- _WRITTEN TASK_
Copy the listing from its first line through the line containing "point(230, 474)", keeping the requests unchanged. Multiply every x and y coordinate in the answers by 1.05, rounding each result to a whole number with halves rounded up.

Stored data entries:

————

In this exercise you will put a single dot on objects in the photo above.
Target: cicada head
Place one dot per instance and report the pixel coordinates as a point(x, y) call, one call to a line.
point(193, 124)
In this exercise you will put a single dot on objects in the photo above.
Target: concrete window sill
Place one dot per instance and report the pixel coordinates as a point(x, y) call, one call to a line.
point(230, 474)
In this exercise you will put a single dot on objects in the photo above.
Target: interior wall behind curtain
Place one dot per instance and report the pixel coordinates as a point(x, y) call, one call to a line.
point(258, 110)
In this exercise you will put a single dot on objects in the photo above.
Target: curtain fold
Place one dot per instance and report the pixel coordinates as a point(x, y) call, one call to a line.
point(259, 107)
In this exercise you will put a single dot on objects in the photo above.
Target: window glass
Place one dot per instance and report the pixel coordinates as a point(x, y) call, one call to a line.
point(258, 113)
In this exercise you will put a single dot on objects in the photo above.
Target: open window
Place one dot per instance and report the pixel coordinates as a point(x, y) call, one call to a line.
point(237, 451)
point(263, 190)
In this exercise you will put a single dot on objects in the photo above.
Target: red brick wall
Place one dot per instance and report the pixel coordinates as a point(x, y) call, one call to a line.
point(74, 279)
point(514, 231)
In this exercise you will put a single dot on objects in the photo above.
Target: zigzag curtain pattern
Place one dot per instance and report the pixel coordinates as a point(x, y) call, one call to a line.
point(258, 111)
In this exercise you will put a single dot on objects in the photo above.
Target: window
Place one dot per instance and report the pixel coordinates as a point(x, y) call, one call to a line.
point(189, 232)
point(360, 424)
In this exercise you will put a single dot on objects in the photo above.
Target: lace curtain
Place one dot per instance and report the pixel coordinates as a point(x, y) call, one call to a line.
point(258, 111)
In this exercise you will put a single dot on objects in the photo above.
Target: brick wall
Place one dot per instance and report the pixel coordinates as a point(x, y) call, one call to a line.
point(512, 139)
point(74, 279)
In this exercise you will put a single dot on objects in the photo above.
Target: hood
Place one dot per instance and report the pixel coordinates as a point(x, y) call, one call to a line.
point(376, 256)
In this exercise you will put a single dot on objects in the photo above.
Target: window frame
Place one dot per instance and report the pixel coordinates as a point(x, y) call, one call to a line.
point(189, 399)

————

- _SOLUTION FOR THIS EXERCISE_
In this exercise you will put a single dot on objects in the photo above.
Target: cicada head
Place one dot per instance and report the pixel coordinates as a point(x, y) call, one call to a line.
point(203, 130)
In this exercise you will put a single dot on objects in the photo above.
Target: concrete window sill
Place one dot per instance and report the pixel coordinates as a point(x, y) call, one call to a line.
point(242, 498)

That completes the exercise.